*Exercise directions*. Count the lines in the material below that contain the string "camouflage" and reply with that number alone.

--- start Exercise input ---

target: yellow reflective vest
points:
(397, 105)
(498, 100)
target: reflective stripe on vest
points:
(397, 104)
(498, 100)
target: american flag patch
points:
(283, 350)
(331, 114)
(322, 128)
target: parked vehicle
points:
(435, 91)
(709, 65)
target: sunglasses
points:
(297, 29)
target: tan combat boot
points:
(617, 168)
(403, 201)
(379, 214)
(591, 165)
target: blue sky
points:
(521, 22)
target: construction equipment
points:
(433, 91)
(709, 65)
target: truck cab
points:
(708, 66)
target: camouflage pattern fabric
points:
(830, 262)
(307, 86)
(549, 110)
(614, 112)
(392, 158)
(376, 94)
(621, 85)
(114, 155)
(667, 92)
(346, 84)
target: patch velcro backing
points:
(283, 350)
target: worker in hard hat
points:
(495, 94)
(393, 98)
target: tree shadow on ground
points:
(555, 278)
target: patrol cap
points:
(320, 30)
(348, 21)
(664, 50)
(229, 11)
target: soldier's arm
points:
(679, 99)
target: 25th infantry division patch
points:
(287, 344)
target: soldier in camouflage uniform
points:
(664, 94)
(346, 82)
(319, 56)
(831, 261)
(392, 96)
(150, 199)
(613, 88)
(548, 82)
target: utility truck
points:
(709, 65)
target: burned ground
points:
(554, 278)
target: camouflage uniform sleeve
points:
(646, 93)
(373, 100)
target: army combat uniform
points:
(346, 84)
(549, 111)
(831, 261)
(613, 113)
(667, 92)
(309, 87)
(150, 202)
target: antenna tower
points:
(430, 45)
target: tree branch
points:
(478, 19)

--- end Exercise input ---
--- start Exercise input ---

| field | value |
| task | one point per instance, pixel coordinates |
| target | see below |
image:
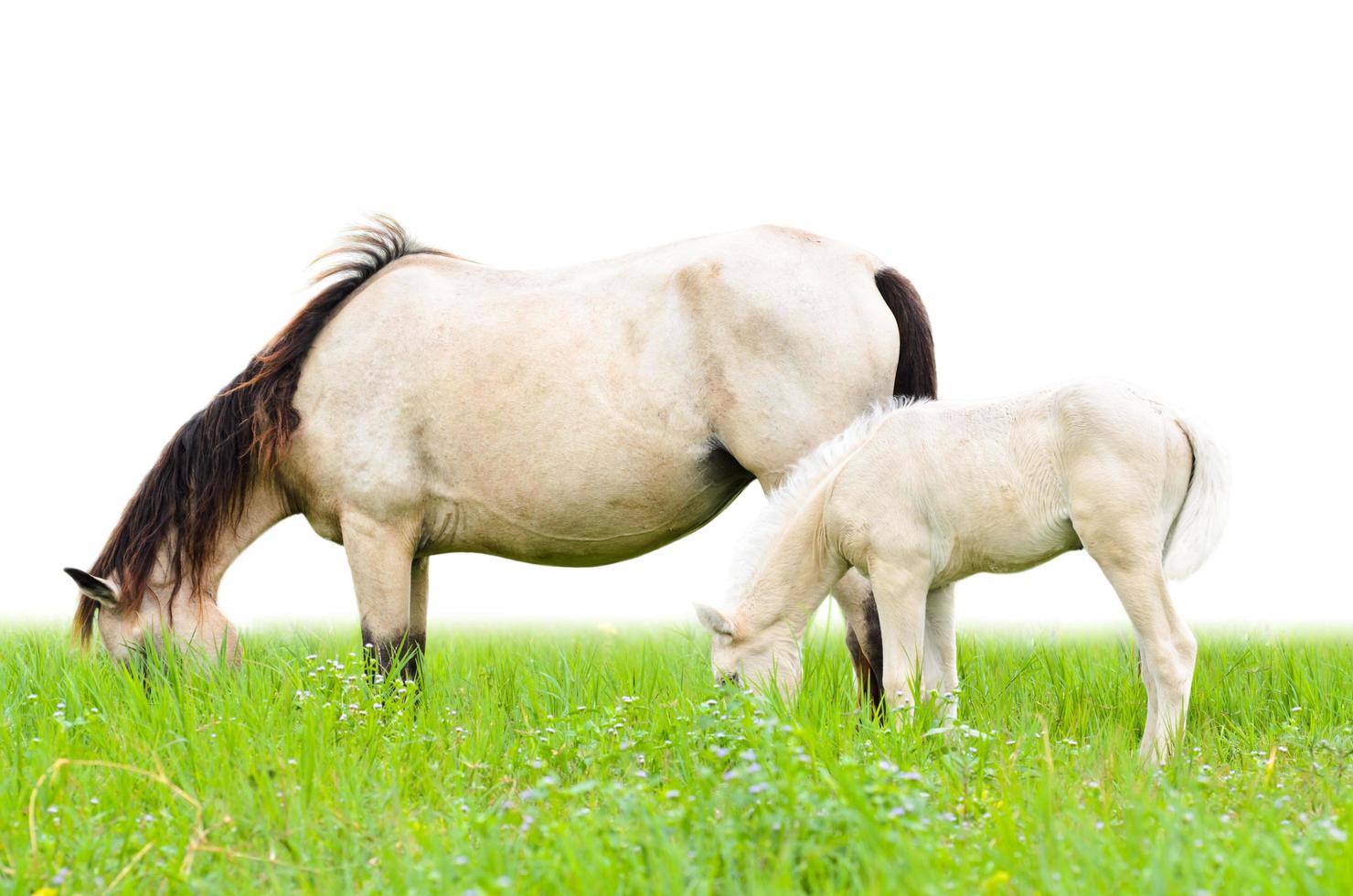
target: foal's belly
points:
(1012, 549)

--- end Exercise input ---

*Reply*. 3